▶ [EXERCISE]: Reproduce the listing below word for word, line by line, from the first line to the last.
********
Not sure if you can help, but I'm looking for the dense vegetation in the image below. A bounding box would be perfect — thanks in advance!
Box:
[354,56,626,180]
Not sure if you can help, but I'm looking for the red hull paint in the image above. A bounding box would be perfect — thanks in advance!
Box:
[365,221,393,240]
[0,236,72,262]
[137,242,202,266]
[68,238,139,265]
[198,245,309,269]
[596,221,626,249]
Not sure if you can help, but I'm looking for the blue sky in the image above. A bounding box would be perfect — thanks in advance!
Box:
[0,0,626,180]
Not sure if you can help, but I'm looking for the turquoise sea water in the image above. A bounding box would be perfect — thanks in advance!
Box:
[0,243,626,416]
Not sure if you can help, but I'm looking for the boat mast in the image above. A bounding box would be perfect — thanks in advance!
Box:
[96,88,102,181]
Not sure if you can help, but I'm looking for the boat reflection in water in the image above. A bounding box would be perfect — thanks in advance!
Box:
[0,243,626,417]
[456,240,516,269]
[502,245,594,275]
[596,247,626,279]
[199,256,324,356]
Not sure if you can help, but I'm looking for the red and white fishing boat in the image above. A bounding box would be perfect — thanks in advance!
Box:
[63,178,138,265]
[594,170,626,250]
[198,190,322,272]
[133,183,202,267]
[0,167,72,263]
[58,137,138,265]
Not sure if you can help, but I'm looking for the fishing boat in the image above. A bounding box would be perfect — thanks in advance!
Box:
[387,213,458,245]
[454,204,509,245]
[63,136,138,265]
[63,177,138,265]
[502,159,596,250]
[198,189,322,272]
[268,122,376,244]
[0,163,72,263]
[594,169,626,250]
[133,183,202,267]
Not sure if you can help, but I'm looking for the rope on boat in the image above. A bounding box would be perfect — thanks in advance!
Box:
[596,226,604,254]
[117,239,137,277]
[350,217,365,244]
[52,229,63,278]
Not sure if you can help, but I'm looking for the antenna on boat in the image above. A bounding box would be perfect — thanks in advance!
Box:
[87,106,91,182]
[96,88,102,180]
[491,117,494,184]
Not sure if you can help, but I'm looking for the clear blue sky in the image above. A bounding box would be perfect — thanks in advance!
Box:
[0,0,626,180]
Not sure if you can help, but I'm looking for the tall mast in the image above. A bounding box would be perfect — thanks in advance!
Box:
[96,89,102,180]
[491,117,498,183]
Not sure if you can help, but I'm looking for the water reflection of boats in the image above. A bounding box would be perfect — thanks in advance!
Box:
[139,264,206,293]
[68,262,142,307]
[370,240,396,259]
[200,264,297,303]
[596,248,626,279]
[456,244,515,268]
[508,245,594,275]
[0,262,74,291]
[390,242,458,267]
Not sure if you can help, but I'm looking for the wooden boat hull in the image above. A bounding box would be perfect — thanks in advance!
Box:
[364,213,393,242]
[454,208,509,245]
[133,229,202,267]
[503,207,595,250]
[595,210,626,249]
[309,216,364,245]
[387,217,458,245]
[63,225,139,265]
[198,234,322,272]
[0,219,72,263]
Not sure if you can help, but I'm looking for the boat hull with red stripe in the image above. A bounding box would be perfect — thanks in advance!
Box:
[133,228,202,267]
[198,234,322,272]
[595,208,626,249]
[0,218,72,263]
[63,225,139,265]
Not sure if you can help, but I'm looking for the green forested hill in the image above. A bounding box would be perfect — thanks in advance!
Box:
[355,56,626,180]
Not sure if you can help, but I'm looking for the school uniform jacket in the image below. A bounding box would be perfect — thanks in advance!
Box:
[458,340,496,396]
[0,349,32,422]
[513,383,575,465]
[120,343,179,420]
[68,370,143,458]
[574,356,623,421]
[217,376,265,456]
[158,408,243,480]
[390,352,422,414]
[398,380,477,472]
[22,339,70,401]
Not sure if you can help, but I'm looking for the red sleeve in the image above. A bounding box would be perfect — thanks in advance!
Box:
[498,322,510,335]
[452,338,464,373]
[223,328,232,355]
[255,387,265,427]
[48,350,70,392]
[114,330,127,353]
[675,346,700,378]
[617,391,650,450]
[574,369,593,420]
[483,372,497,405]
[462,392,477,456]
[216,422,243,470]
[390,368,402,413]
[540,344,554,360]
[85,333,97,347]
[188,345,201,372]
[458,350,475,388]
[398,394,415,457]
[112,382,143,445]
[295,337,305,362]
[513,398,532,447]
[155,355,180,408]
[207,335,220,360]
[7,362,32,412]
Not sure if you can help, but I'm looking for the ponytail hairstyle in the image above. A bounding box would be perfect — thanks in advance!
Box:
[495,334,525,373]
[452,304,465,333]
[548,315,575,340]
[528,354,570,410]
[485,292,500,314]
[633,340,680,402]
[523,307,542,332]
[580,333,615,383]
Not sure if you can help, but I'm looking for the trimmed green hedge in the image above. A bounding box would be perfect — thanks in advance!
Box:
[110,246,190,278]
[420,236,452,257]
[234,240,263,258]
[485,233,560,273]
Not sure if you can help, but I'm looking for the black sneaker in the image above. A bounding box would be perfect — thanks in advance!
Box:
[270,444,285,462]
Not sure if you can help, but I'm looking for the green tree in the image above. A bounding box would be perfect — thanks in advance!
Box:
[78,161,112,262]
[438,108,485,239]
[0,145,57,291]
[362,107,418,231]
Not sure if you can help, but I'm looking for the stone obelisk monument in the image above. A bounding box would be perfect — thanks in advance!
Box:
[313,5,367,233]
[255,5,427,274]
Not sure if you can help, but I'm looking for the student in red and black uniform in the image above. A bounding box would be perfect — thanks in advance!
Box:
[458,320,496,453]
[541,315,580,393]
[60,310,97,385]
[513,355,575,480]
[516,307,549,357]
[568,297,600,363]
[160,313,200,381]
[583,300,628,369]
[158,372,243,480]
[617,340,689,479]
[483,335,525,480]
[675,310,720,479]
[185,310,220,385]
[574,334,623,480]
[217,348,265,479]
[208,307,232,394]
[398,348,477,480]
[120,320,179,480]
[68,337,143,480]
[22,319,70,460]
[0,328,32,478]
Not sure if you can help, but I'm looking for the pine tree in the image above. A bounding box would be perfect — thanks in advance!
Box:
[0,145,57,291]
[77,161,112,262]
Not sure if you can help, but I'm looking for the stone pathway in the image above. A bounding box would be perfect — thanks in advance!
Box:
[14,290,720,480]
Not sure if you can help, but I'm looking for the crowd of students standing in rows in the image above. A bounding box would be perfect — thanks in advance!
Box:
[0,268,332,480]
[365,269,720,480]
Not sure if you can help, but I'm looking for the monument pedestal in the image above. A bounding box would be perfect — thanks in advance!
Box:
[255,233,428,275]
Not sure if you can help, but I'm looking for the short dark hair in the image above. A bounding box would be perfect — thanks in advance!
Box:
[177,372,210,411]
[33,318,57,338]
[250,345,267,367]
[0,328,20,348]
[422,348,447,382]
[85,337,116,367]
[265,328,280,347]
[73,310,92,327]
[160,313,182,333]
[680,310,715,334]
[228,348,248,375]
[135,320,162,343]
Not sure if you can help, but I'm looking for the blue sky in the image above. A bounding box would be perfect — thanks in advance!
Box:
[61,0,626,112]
********
▶ [WRITTEN SOLUTION]:
Not sure if you can help, but I'm looking for the dense vegetation in the image below. A bounding box would be perfect — thanks in advance!
Box:
[354,56,626,180]
Not sure if you can help, but I'm looking for the red hull paint in the image above. A bounding box would be perfect — thanks in advance!
Box:
[365,221,393,240]
[0,236,72,262]
[137,242,202,266]
[68,238,139,265]
[198,245,309,269]
[596,221,626,249]
Not sure if you can help, but I'm looking for the blue sky in the image above. A bounding box would be perfect — thanks in advance!
Box:
[0,0,626,180]
Not sure if you can help, but I'm looking for the turquoise sea water in the image above. A bounding box would be perfect — thanks in advance!
Box:
[0,243,626,416]
Not sure if you can help, but I'm looking for the boat mast in the image above. A bounding box would be perfect — thanks in advance!
Box:
[96,88,102,181]
Not sure if you can help, but I'm looking for the boat reflection in water in the image above. A bounding box would be perfect — thanks in advance!
Box:
[0,243,626,417]
[456,240,516,269]
[502,245,594,275]
[596,247,626,279]
[199,256,324,356]
Not sure if you can help, but I'm looking for the red and white fishing boat in the image above. A bounding box would be perfect — thanks in advance!
Box:
[63,178,138,265]
[594,170,626,250]
[198,190,322,272]
[133,183,202,267]
[0,167,72,263]
[58,137,138,265]
Not sure if you can help, but I'm looking for the fishing boat in the image above. A bounding box would be perfect — thanks in advance!
Box:
[387,213,458,245]
[454,204,509,245]
[63,136,138,265]
[63,177,138,265]
[502,159,596,250]
[198,189,322,272]
[268,122,376,244]
[0,163,72,263]
[594,169,626,250]
[133,183,202,267]
Not sure if you can help, but I'm looking for the rope on boat in the image above. A bounding box would be perfect — thanks in advance!
Box:
[596,226,604,254]
[117,239,137,277]
[350,217,365,244]
[52,229,63,278]
Not sure if you can help, but I'm looking for the antenna on boat in the image above. A bounding box would be perfect — thanks in advance!
Box:
[87,106,91,182]
[96,88,102,180]
[491,117,494,184]
Not sure if you can help, but I'm looking for the clear blue sky in the image above. A bounding box would be perfect — thanks in advance!
Box:
[0,0,626,180]
Not sure if you can help, but I'm looking for the tall mast in the image above. A bounding box would be perfect — thanks in advance!
Box:
[96,89,102,180]
[491,117,498,183]
Not sure if you can help, but I'm looking for the water reflection of boats in the image above. A bounding box would be perfect — thanks in advance!
Box:
[139,264,206,293]
[68,262,142,307]
[370,240,396,259]
[200,264,297,303]
[596,248,626,279]
[456,244,515,268]
[508,245,594,275]
[0,262,74,291]
[390,242,458,267]
Not sure if you can help, but I'm looking for the wooden boat hull in the image above. A bounding box would be perfect — thanks in advance!
Box:
[364,213,393,242]
[454,208,509,245]
[133,229,202,267]
[503,207,595,250]
[595,210,626,249]
[309,216,364,245]
[387,217,458,245]
[63,225,139,265]
[198,234,322,272]
[0,219,72,263]
Not sure if you can help, but I'm looking for the boat hull with red stripe in the image above. A bounding box would be perfect — thanks in advance!
Box:
[133,228,202,267]
[198,234,322,272]
[595,208,626,249]
[0,218,72,263]
[63,225,139,265]
Not sure if you can help, but I'm looking for the green forested hill in the image above. A bounding box would be perfect — thanks in advance!
Box:
[355,56,626,180]
Not sure if you can help, but I'm looking for the school uniform jacket in the image below. A bounding box would be perfect — thanks in advance!
Box:
[458,340,496,396]
[0,349,32,422]
[513,383,575,465]
[120,343,179,420]
[68,370,143,458]
[574,356,623,421]
[217,376,265,456]
[158,408,243,480]
[390,352,422,414]
[398,380,477,472]
[22,339,70,401]
Not sure if you can help, but I'm looking for the red sleeve in the image above. A bounding box would be perfect — thanks in advance!
Box:
[498,322,510,335]
[452,338,464,373]
[223,328,232,355]
[255,387,265,427]
[48,350,70,392]
[114,330,127,353]
[675,346,700,378]
[617,391,650,450]
[574,369,593,420]
[483,372,497,405]
[462,392,477,456]
[216,422,243,470]
[390,368,402,413]
[540,344,554,360]
[85,333,97,347]
[188,345,201,372]
[458,350,475,388]
[398,394,415,457]
[112,382,143,445]
[295,337,305,362]
[513,398,532,447]
[155,355,180,408]
[207,335,220,360]
[7,362,32,412]
Not sure if you can help, but I'm looking for the ponytail hairstyle in the image above. A bounding box would be perfect — thanks in advance!
Box:
[495,334,525,373]
[452,304,465,333]
[548,315,575,340]
[528,354,570,410]
[485,292,500,314]
[633,340,680,402]
[523,307,542,332]
[580,333,615,383]
Not sure if you can help, but I'm looking for the trimmed green hedge in the image above. A bounding box would be perfect — thanks in advance!
Box:
[110,246,190,278]
[420,236,452,257]
[234,240,263,258]
[485,233,560,273]
Not sure if you can help, but I'm looking for the black sneaker in the image above. A bounding box would be perfect — thanks in advance!
Box:
[270,444,285,462]
Not sure if you can help, but I'm looking for the green tree in the image above. A bounding box would be perfect — thanks in advance!
Box:
[78,161,112,262]
[438,108,485,239]
[0,145,57,291]
[362,107,418,231]
Not sure if you can help, but I'm looking for the stone obelisk monument in the image above. A bounding box would be perfect — thanks in advance!
Box:
[313,5,367,233]
[255,5,427,274]
Not sure if you can help, but I'm looking for the student in red and black uniform in the image above. A bounding box would be perfect — thanks in advance!
Box:
[458,320,496,453]
[541,315,580,393]
[60,310,97,385]
[513,355,575,480]
[516,307,549,357]
[568,297,600,363]
[160,313,200,381]
[583,300,628,369]
[158,372,243,480]
[617,340,689,479]
[483,335,525,480]
[675,310,720,479]
[185,310,220,385]
[574,334,623,480]
[217,348,265,479]
[208,307,232,394]
[398,348,477,480]
[120,320,179,480]
[68,337,143,480]
[22,319,70,460]
[0,328,32,478]
Not sure if you can help, but I'm looking for the pine tree in the image above. A bounding box would be perfect — thanks in advance!
Box:
[0,145,57,291]
[77,161,112,262]
Not sure if you can help, but I'm looking for the stone pathway in the image above. A bounding box would be perfect — thanks in advance!
Box:
[14,290,720,480]
Not sure if you can help, but I'm looking for the crowd of students standing in rows in the image above. A bounding box would be perfect — thanks in advance!
Box:
[0,268,332,480]
[365,269,720,480]
Not sure if you can help, but I'm looking for the monument pedestal in the image above. A bounding box would be perfect — thanks in advance!
Box:
[255,233,428,275]
Not sure if you can help, but I'm looking for the short dark hair in the image above. A bounding box would be perfect — thanks in advance!
Box:
[177,372,210,411]
[33,318,57,338]
[250,345,267,367]
[0,328,20,348]
[422,348,447,382]
[85,337,116,367]
[265,328,280,347]
[73,310,92,327]
[160,313,182,333]
[680,310,715,334]
[228,348,248,375]
[135,320,162,343]
Not sure if you can help, but I'm looking for the blue sky in the image above. A bounding box would be perfect — thanks in advance!
Box:
[61,0,626,112]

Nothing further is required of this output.